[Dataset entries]
Content starts

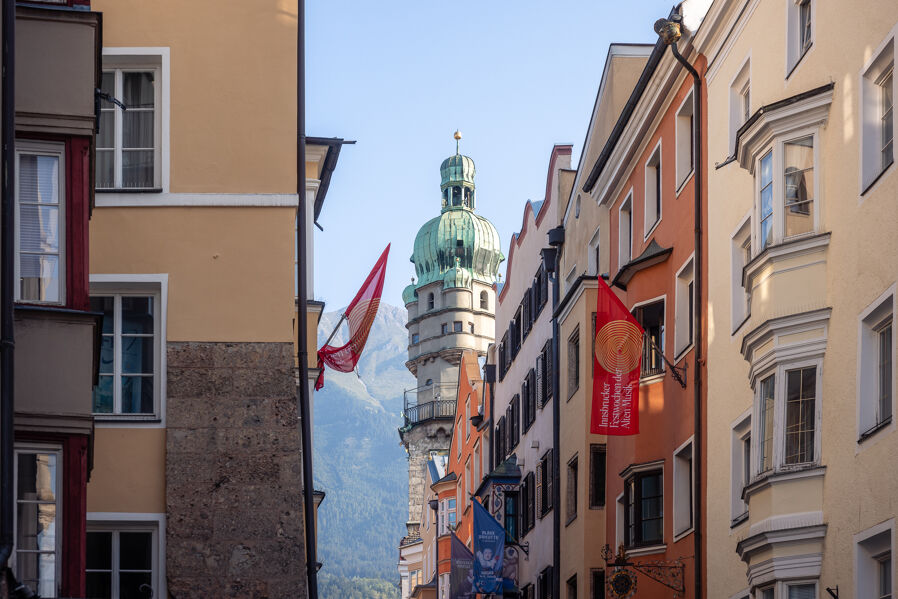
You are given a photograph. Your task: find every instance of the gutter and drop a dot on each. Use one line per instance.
(7, 282)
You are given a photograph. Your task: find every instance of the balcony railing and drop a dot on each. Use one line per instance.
(429, 402)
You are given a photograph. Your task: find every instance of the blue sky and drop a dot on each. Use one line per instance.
(400, 77)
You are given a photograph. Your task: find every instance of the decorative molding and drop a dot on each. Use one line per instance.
(166, 199)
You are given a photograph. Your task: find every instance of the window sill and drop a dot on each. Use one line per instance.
(783, 474)
(646, 550)
(872, 431)
(743, 517)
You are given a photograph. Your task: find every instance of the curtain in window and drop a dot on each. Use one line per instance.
(39, 228)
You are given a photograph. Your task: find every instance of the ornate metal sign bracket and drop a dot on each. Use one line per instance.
(668, 573)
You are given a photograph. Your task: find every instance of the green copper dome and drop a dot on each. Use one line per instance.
(458, 246)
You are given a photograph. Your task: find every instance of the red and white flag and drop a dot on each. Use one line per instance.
(360, 313)
(618, 357)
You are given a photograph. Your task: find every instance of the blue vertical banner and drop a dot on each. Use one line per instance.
(489, 548)
(461, 581)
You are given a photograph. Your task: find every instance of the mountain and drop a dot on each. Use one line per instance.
(359, 463)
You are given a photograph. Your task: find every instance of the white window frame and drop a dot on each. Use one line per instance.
(883, 308)
(117, 522)
(740, 432)
(626, 207)
(740, 85)
(777, 235)
(685, 140)
(144, 59)
(883, 59)
(143, 285)
(654, 173)
(868, 546)
(778, 464)
(740, 297)
(56, 150)
(32, 448)
(683, 502)
(683, 316)
(795, 50)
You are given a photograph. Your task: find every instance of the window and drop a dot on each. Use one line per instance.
(511, 516)
(685, 302)
(129, 141)
(801, 387)
(765, 447)
(878, 114)
(598, 584)
(625, 232)
(122, 562)
(653, 190)
(644, 509)
(740, 256)
(685, 133)
(740, 100)
(651, 318)
(800, 22)
(40, 218)
(593, 259)
(573, 363)
(740, 466)
(876, 366)
(545, 483)
(683, 489)
(130, 354)
(597, 456)
(572, 587)
(792, 392)
(38, 530)
(873, 565)
(798, 176)
(571, 489)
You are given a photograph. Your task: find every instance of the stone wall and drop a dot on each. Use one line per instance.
(233, 472)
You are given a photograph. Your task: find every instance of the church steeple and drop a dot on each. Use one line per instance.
(457, 181)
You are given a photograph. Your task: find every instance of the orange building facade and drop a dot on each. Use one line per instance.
(645, 181)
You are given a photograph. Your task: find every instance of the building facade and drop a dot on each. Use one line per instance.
(56, 335)
(198, 465)
(802, 296)
(450, 310)
(582, 258)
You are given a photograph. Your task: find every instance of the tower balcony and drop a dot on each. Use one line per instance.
(430, 402)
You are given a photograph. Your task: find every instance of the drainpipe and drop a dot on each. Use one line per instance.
(669, 32)
(305, 408)
(551, 258)
(7, 281)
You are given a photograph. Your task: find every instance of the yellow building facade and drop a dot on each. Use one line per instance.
(192, 257)
(802, 283)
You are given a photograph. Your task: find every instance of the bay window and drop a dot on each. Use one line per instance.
(40, 218)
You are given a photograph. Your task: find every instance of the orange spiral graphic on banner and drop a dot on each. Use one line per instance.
(618, 346)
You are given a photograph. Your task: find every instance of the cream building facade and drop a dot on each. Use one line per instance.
(193, 264)
(802, 263)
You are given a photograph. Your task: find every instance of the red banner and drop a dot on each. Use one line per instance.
(360, 313)
(617, 355)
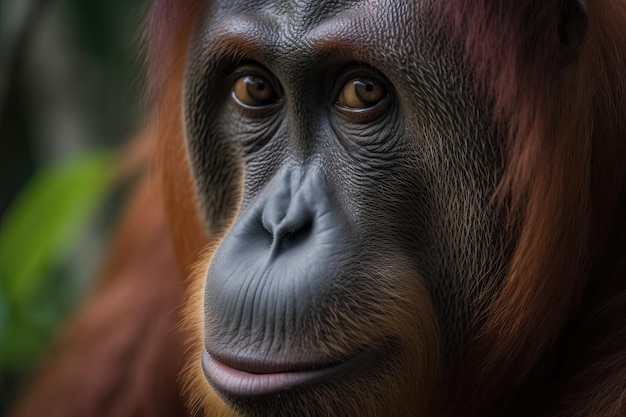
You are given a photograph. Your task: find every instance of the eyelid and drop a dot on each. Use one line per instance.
(358, 70)
(257, 70)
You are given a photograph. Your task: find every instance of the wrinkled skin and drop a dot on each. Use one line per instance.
(365, 231)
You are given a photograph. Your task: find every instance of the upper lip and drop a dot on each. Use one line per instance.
(249, 378)
(256, 366)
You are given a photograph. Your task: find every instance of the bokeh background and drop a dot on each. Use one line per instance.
(71, 81)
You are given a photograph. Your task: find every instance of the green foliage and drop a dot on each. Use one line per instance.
(36, 232)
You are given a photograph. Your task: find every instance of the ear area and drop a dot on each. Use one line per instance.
(572, 28)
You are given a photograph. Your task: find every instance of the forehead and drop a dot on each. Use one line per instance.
(283, 29)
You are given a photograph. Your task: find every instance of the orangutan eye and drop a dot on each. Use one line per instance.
(361, 93)
(254, 91)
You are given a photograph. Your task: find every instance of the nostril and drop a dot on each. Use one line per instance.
(296, 233)
(290, 235)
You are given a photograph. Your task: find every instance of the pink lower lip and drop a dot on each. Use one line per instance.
(245, 384)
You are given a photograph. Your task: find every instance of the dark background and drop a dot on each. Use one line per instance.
(71, 79)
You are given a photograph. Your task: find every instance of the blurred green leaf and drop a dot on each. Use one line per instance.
(40, 227)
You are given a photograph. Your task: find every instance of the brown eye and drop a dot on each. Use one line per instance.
(361, 93)
(254, 91)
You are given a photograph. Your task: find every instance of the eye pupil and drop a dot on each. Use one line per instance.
(361, 93)
(254, 91)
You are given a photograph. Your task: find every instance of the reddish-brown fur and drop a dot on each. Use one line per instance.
(558, 323)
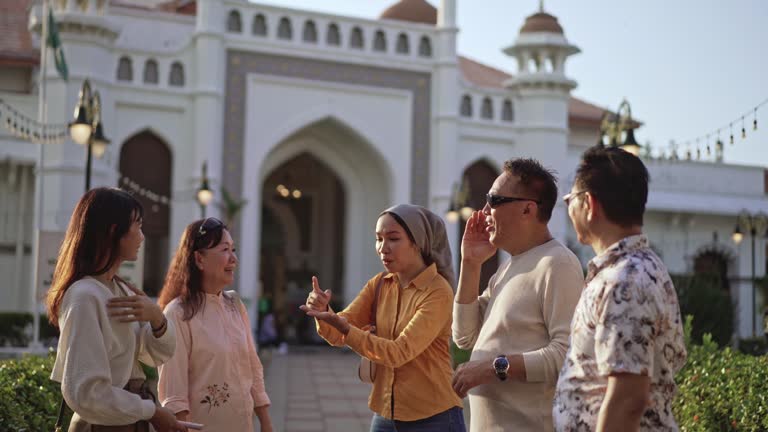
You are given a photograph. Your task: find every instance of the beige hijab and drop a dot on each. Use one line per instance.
(428, 232)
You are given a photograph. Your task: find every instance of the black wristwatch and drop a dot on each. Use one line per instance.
(501, 366)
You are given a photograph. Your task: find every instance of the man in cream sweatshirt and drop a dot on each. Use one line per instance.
(518, 327)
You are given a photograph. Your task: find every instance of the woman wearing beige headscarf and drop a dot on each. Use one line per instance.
(410, 344)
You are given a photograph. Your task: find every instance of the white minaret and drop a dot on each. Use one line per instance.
(210, 67)
(88, 35)
(542, 94)
(445, 129)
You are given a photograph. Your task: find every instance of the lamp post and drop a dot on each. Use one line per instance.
(204, 193)
(754, 224)
(87, 129)
(619, 129)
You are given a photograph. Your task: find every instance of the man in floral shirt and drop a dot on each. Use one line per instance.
(626, 334)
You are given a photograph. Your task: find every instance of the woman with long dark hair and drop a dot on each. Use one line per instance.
(107, 326)
(215, 377)
(413, 304)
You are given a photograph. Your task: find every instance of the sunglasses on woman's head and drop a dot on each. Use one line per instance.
(208, 225)
(497, 200)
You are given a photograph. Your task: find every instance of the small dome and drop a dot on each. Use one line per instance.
(419, 11)
(541, 22)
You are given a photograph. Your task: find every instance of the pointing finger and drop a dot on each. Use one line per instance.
(316, 285)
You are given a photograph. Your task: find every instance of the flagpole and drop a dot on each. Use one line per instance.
(42, 117)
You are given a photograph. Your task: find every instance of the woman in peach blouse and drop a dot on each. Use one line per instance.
(215, 377)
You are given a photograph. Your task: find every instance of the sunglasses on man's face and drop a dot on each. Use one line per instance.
(208, 225)
(497, 200)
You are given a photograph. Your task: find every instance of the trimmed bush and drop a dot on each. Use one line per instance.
(721, 390)
(29, 399)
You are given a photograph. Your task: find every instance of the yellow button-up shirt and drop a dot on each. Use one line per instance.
(410, 347)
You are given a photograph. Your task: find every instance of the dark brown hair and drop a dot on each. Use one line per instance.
(184, 280)
(92, 242)
(618, 180)
(537, 182)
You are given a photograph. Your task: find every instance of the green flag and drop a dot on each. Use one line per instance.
(55, 42)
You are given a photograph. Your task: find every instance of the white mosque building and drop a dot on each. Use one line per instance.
(348, 115)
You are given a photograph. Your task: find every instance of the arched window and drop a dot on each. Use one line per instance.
(334, 36)
(234, 22)
(466, 106)
(177, 75)
(259, 26)
(380, 41)
(150, 72)
(310, 32)
(507, 111)
(425, 47)
(486, 111)
(125, 69)
(284, 29)
(356, 38)
(403, 46)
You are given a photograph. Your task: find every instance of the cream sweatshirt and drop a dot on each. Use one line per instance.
(97, 356)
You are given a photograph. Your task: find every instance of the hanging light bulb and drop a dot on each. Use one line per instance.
(731, 126)
(743, 130)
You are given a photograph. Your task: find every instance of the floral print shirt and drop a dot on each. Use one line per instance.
(627, 321)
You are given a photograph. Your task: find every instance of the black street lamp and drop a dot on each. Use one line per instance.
(87, 128)
(619, 129)
(755, 225)
(204, 193)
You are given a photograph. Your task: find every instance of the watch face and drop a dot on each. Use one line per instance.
(501, 364)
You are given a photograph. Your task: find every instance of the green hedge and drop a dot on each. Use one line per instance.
(29, 400)
(721, 390)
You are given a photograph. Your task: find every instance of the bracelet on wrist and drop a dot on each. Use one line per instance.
(161, 327)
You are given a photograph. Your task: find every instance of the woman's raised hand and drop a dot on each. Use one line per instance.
(317, 307)
(318, 299)
(135, 308)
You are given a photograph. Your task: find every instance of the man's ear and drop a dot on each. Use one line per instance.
(592, 206)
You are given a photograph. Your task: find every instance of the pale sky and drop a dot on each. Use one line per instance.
(687, 67)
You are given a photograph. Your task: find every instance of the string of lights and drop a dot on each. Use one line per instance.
(28, 129)
(712, 142)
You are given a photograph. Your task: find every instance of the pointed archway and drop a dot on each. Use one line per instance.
(344, 184)
(302, 200)
(146, 160)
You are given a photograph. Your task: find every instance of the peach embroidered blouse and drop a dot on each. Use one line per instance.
(215, 373)
(410, 347)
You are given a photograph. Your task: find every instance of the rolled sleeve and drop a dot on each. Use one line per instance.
(559, 297)
(157, 350)
(173, 383)
(467, 321)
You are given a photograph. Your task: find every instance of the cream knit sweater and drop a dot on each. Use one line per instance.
(97, 356)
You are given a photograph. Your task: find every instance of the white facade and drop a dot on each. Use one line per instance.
(388, 126)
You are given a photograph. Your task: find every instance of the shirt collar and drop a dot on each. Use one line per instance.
(421, 281)
(617, 250)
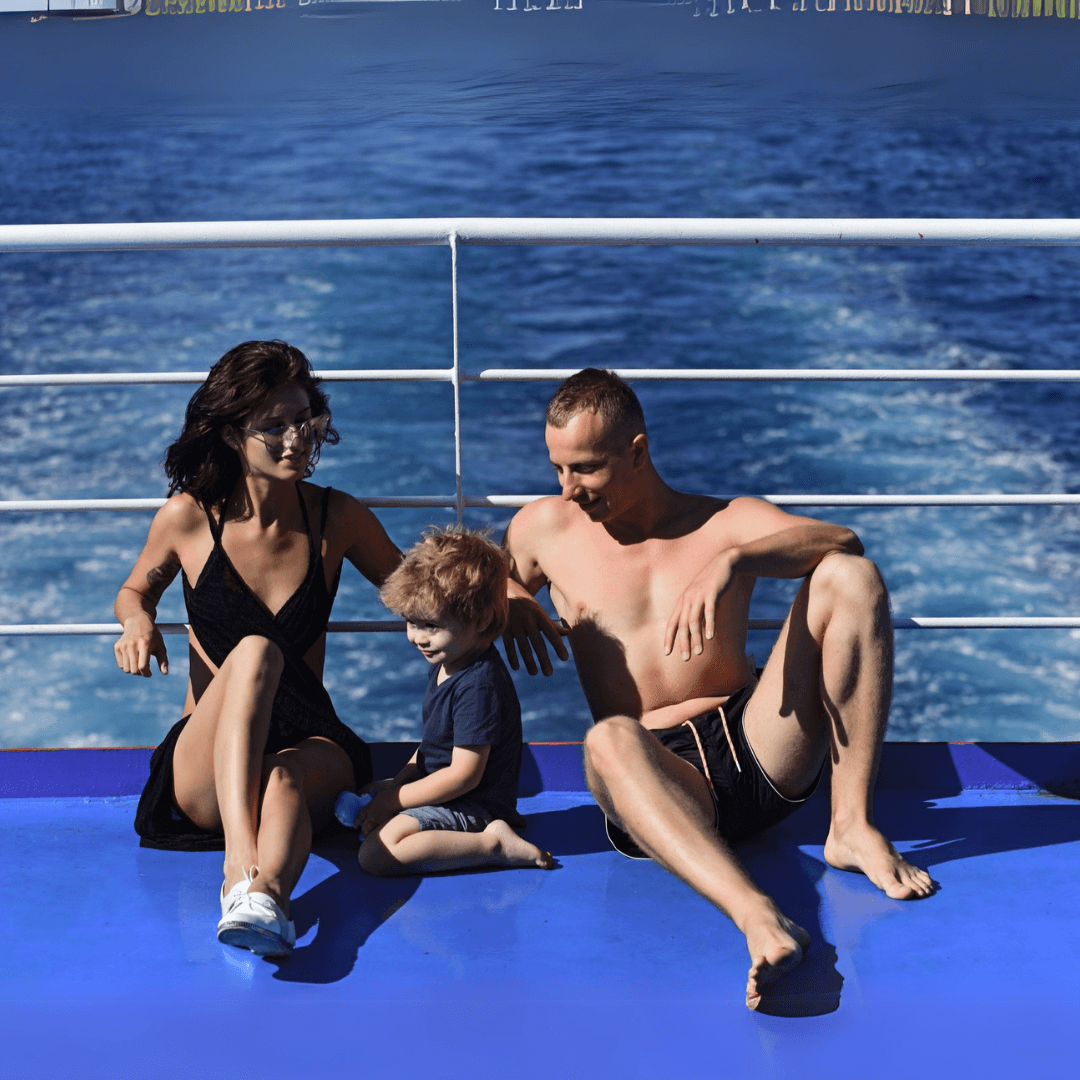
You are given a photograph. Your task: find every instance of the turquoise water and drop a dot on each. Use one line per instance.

Content ends

YOUR OBJECTIVE
The required output is an exact copy of the lines from the one with "of the peach" through the final line of the data above, with pictures removed.

WORKED SOLUTION
You are given a photograph. Your task: find every instance of the peach embroidered blouse and drop a dot on each. Use one line per instance.
(215, 373)
(410, 347)
You are given a photograph. Your task: find every instance of the rolled sleeve and drop a dot on each. Use one line per instance.
(559, 297)
(157, 350)
(173, 383)
(467, 321)
You are given a photograph. Your task: find every instance of the cream knit sweater and drop a dot on each. Use one line per instance.
(97, 356)
You are given a photograph. Your task: find every instance of the white facade and drop a dot on each. Use one line per instance.
(388, 126)
You are given a photograph. Your task: find every instance of the shirt collar and drop a dot on each. Use one line per instance.
(421, 281)
(617, 250)
You are given a photograph. Your task: find every instance of the turquoise water and drop a dot on each. Use one line per instance.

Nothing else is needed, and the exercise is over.